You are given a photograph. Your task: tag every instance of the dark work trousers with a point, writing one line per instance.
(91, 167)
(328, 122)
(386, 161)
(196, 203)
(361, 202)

§ **Work order**
Type out the records again exactly, line for line.

§ **Result**
You are given a photograph. Your task: tag every instance of the dark work trousers with a point, writing one line per instance.
(91, 167)
(328, 122)
(386, 161)
(196, 203)
(361, 202)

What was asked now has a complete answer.